**The data:**
#####

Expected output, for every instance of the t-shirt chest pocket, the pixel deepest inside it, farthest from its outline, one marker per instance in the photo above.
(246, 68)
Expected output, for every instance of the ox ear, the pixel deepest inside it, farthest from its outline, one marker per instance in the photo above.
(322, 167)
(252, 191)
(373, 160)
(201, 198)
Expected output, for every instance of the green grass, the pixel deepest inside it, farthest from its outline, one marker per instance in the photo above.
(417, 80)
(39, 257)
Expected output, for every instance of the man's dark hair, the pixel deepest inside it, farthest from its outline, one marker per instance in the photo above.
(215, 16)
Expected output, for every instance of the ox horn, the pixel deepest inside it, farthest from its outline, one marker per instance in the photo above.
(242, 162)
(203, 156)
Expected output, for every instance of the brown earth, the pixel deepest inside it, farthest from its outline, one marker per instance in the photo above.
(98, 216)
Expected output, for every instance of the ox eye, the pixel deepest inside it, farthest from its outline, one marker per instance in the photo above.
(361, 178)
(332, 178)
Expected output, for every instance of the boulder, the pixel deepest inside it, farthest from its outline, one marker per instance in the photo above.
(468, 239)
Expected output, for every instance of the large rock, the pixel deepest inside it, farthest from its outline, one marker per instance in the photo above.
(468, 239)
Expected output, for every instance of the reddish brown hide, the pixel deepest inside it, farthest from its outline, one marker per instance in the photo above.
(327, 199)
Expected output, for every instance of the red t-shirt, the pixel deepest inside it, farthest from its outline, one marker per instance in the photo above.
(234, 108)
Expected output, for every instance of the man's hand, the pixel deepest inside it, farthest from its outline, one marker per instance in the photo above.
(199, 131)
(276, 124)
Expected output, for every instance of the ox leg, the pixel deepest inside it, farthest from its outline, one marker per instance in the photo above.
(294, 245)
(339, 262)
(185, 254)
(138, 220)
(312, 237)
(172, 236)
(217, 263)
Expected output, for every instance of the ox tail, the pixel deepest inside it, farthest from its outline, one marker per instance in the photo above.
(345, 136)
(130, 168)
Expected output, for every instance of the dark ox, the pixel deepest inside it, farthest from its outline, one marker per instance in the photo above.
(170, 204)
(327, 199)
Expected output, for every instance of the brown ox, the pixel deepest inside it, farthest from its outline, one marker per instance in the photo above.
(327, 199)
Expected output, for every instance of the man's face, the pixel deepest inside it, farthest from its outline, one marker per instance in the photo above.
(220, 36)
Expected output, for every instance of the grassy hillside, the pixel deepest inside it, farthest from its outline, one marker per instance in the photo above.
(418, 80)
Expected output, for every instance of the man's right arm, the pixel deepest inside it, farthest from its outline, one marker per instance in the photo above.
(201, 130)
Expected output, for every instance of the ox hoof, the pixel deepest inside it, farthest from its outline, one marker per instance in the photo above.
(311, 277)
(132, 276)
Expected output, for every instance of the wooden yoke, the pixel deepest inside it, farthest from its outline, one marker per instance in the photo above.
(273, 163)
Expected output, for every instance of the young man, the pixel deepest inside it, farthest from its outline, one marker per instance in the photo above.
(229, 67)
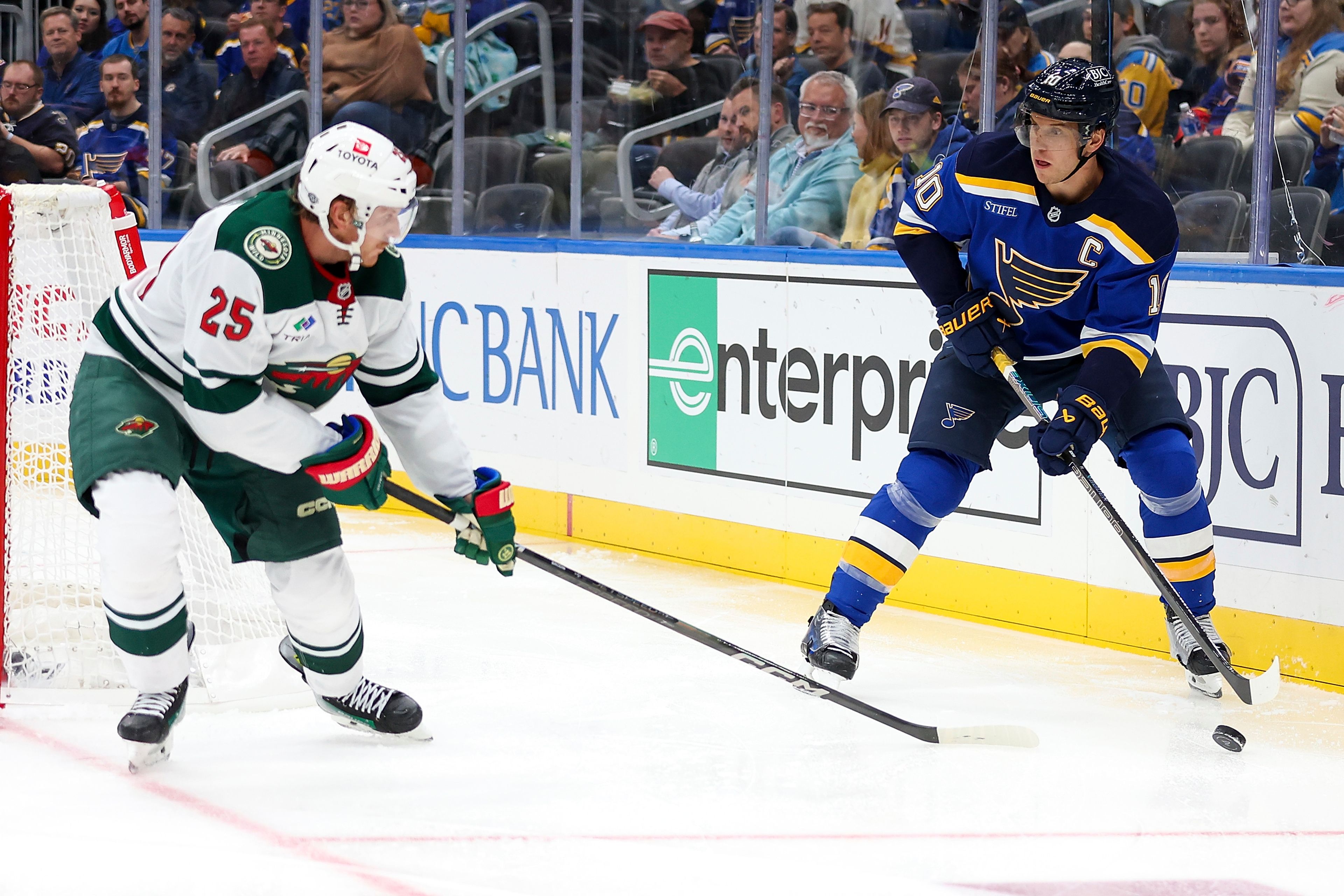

#####

**Directions:** Transcribe the items from the line containing "Expected output, for every instance of the grassy" through the end of the items, both ends included, and leave out the pictures.

**Solution:**
Expected output, for every instance of the grassy hillside, the pixel deepest inside it, farthest from its outline, one marker per instance in the photo above.
(418, 80)
Expected output, for every instance of the man's right arm, the pixel deepest inside it, farthest from its outline, one marker per instance in the photo above.
(201, 130)
Expected output, for every instance of the ox hoof, the pixel deepest inside it, farthest from its outline, one marker per instance in the photo above.
(311, 277)
(132, 276)
Expected output, for every instance of the wooden yoke, the pixel deepest inside it, farthest from its outline, one marker per instance in the photo above.
(273, 163)
Expected output, for every instance of the young man, the pixel deepest inside it, farthest from its outline, one marker per instance in the photo above.
(229, 67)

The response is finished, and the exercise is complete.